Assigned task A.
Do the following statements agree with the Earth Day letter? (i) The Brown University report on US military emissions came out in 2019. (ii) The Conflict and Environment Observatory put the military's global carbon footprint at 5.5 percent of all emissions. (iii) The letter was written by Dr. Robin Cooper. Answer yes or no for each and quote the deciding words.
Assigned task B.
According to the Earth Day letter, the military's estimated global carbon footprint exceeds the total emissions of what?

Excerpted passage.

- - -

Published: 04/22/2024

Photo Caption: A mother teaching her child how to plant a tree, by @eyoel_kahssay_photographer.

Following is a letter to the CIGH community from Director Michele Barry on Earth Day.

Dear Global Health Colleagues,

When we damage this planet we call home, we pull strings connected to human health, economics, conflict, and migration —  jeopardizing the fundamental human right to good health, a secure home, and opportunity. When we take steps to protect ecosystems and slow climate change, people everywhere benefit. This Earth Day, we shine a light on the grave impacts of climate change and other environmental challenges on human migration and health, and how war and conflict exacerbate this crisis.

Escalating geopolitical pressures in the ongoing conflicts in Ukraine, Gaza, Syria, Yemen, DRC, and other countries are compounding the global refugee crises also driven by climate change-induced adversities. Yet, we often ignore the ways modern warfare impacts climate change and undermines the efforts to stabilize global warming. A 2019 report from Brown University found that the US military emits more carbon dioxide than some industrialized nations. While global military emissions are difficult to calculate due to large reporting gaps, one organization — the Conflict and Environment Observatory — has estimated the military’s global carbon footprint to be 5.5 percent of all emissions, which is more than the total emissions of the African continent. My colleague Dr. Robin Cooper has written that as wars persist and threaten to expand, carbon emissions from warmongering will increase and accelerate the climate crisis, threatening the health and wellbeing of the entire planet.

- - -

Data to examine.
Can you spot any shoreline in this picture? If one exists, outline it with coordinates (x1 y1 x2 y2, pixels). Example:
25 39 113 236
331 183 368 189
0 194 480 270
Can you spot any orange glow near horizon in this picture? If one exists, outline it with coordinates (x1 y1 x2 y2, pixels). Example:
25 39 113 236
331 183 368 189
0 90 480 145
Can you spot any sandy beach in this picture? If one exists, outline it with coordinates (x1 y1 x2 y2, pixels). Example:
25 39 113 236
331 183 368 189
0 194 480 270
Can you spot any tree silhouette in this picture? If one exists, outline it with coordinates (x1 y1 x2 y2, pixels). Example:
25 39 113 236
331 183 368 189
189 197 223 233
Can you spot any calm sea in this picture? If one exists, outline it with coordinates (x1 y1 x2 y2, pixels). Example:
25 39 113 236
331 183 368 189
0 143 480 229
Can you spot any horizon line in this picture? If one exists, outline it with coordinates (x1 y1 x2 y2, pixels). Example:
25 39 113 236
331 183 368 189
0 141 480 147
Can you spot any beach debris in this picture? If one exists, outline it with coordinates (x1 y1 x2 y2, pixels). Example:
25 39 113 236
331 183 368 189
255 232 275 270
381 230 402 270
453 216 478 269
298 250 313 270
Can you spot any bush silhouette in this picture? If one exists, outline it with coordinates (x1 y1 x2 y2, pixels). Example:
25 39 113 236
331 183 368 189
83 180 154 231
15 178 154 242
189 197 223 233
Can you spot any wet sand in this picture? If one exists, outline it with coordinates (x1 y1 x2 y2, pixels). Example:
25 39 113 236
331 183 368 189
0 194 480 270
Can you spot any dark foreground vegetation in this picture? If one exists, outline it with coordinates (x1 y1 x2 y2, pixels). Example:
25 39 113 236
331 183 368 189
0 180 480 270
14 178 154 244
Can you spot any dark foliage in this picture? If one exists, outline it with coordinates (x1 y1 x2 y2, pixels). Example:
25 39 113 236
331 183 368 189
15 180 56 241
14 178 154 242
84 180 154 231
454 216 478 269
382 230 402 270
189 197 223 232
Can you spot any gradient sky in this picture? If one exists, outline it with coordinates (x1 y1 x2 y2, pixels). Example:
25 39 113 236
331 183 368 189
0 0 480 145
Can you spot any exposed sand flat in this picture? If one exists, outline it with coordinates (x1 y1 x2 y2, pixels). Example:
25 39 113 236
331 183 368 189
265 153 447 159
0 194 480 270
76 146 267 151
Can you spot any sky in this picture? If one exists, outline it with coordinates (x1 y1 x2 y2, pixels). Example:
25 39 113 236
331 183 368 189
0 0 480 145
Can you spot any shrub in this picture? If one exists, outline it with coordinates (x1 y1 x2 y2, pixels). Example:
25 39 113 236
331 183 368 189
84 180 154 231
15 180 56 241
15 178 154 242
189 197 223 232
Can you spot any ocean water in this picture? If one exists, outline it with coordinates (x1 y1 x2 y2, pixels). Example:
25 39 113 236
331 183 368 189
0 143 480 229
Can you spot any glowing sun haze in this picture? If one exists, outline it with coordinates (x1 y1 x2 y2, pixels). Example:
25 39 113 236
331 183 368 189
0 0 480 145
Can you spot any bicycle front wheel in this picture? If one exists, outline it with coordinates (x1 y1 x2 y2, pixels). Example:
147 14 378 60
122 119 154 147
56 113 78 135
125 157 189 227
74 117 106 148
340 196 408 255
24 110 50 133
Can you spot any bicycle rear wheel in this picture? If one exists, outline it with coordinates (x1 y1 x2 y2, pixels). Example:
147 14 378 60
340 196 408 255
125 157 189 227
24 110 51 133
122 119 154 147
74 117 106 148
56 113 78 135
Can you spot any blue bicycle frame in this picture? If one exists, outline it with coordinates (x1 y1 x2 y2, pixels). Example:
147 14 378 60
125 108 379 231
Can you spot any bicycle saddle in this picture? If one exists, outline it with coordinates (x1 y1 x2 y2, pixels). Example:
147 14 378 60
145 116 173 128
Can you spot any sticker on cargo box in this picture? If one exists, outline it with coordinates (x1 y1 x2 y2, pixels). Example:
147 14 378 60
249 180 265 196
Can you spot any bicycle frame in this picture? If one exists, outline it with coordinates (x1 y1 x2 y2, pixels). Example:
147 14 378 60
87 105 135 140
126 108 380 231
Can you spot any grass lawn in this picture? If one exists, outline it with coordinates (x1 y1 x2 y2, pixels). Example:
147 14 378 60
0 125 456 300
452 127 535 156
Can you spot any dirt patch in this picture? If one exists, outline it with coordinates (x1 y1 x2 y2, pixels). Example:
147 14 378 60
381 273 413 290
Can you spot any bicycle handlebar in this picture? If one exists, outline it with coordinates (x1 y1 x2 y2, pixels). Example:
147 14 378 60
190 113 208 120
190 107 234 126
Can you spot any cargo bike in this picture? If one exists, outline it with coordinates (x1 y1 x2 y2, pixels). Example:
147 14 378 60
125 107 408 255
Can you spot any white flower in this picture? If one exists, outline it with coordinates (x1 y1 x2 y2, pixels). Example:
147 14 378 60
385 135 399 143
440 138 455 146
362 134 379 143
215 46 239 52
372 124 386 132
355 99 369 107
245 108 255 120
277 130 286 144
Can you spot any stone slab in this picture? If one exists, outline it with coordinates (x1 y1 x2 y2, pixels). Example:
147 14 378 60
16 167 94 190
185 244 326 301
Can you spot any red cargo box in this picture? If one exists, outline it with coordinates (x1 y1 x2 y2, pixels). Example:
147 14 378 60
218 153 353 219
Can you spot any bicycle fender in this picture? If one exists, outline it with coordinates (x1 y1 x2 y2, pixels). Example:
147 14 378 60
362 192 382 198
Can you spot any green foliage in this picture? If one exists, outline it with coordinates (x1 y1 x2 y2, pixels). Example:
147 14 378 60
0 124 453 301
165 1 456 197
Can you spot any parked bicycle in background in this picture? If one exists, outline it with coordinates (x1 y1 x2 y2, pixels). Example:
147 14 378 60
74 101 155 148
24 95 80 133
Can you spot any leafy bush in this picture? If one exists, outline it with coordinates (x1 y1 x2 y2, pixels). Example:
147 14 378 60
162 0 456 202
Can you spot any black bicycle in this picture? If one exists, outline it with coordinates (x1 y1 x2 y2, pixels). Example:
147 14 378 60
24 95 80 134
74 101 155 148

- - -

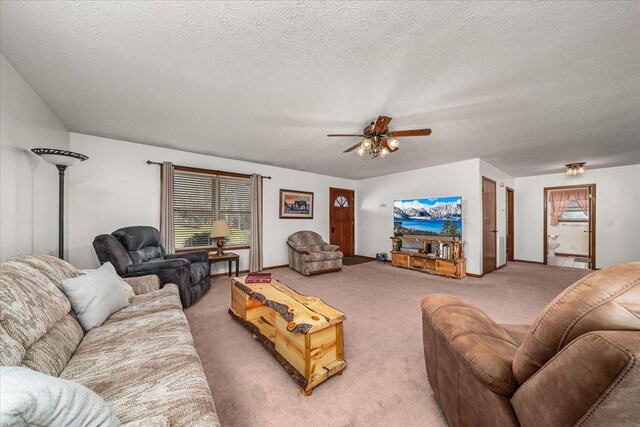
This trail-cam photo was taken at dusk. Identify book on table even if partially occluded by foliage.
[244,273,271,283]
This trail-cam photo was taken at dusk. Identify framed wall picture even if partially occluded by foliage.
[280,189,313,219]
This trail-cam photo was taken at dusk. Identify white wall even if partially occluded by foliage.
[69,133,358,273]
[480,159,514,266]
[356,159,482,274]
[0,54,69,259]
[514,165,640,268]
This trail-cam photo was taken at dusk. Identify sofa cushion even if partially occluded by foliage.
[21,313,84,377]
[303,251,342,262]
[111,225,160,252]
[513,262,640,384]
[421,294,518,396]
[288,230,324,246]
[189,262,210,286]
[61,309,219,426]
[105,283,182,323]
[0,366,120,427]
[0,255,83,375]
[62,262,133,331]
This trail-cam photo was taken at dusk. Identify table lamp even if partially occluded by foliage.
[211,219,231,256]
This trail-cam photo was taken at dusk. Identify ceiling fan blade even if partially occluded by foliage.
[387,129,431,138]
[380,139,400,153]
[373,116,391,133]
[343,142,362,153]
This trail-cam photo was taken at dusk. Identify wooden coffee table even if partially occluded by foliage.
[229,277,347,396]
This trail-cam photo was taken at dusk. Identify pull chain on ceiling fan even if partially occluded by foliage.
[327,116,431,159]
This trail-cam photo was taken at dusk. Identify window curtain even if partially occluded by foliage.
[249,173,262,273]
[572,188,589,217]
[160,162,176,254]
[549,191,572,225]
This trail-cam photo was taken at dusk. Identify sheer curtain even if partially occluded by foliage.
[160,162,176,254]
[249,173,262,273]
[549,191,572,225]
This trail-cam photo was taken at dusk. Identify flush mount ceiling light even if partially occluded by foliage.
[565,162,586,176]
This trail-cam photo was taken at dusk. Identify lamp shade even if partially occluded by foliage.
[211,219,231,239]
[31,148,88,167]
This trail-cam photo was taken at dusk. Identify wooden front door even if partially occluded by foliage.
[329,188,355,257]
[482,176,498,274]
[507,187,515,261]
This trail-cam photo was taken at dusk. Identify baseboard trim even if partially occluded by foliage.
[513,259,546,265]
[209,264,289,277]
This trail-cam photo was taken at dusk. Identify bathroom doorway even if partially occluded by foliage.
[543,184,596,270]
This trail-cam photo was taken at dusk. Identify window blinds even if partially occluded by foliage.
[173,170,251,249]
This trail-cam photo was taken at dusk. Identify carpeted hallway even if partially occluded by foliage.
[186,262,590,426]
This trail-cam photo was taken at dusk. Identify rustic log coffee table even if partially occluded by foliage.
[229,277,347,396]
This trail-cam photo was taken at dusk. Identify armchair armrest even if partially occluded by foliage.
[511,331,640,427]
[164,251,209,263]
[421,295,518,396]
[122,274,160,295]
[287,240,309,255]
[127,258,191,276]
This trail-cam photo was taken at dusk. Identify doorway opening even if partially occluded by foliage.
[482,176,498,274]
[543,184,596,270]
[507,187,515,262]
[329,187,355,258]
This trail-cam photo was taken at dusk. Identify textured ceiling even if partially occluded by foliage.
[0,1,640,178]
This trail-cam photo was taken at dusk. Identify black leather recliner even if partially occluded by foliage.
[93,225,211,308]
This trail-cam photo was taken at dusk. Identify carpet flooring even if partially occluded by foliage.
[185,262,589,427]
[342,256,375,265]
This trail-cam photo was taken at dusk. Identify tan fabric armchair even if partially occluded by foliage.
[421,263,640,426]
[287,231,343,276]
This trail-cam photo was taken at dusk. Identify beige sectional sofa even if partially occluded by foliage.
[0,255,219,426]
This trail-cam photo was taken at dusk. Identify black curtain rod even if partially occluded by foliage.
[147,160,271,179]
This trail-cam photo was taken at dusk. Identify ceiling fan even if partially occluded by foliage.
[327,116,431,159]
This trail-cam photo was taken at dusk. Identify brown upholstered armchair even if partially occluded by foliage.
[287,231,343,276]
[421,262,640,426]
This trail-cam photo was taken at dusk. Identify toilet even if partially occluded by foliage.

- - -

Final answer A.
(i) Yes: "A 2019 report from Brown University found that the US military emits more carbon dioxide than some industrialized nations."
(ii) Yes: "the Conflict and Environment Observatory — has estimated the military’s global carbon footprint to be 5.5 percent of all emissions"
(iii) No: "a letter to the CIGH community from Director Michele Barry on Earth Day"

Final answer B.
The African continent.